Rent Growth Concentrates In Secondary MOB Markets Amid Tight Supply
Secondary medical outpatient building (MOB) markets are gaining momentum as limited supply and uneven demand patterns fuel rent growth.
Although national MOB rents have remained mostly flat over the past four years—rising just 0.1% in Q1—performance varies widely by market. Thirteen metros posted year-over-year rent increases above 5%, with some exceeding 7%.
This growth is especially pronounced in secondary, expansion-focused markets like Reno, Salt Lake City, and Nashville, which rank among the top performers. Other high-growth regions—including Atlanta, Austin, Tampa/St. Petersburg, Orange County, Orlando, and Raleigh/Durham—also continue to see steady rent increases, supported by solid demand and consistent absorption.
A key driver behind this trend is strong healthcare sector growth. Healthcare accounted for about 69% of U.S. job creation in January, led by ambulatory services, while medical office–using employment is projected to grow 5.5% in 2026.
Meanwhile, supply remains constrained across much of the market. National vacancy held at 6%, staying below five-year averages in most tracked markets. Even in active development hubs like Dallas, Miami, Phoenix, San Francisco, and Los Angeles, over 88% of new space is already pre-leased—limiting near-term increases in vacancy.

To do =
1. Change "ambulatory services" to "outpatient care" in the medical office rent article, copying it out starting with "A key driver" and going on through "5.5% in 2026.".
2. Continue the article on medical office rent growth from the point where it stops.

Given material =
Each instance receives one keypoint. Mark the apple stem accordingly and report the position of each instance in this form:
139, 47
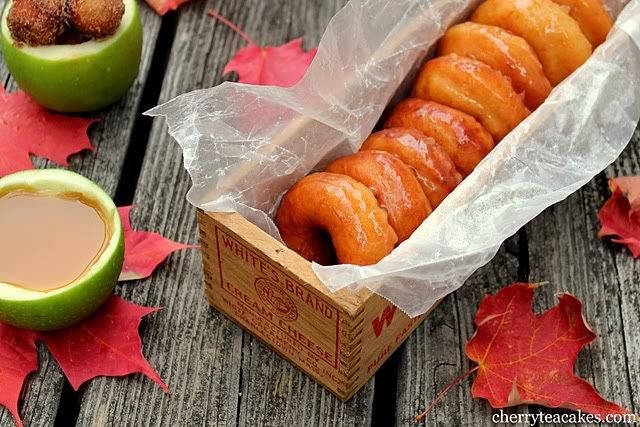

Numbered responses =
1.
A key driver behind this trend is strong healthcare sector growth. Healthcare accounted for about 69% of U.S. job creation in January, led by outpatient care, while medical office–using employment is projected to grow 5.5% in 2026.

2.
This imbalance between demand and supply is tightening leasing conditions, particularly in secondary markets where inventory is limited and development pipelines are smaller. Markets such as San Diego, Seattle, Northern Virginia, and Salt Lake City continue to operate below historical vacancy levels, while others—including San Antonio, Washington, D.C., Boston, and Suburban Maryland—remain above trend.
Overall, more than 60% of tracked markets recorded positive net absorption over the past year. However, only a few—such as Dallas, Houston, Orange County, and Jacksonville—posted gains exceeding 100,000 square feet. Vacancy trends further underscore tightening conditions, especially in several Sun Belt markets where vacancy remains below average despite ongoing construction.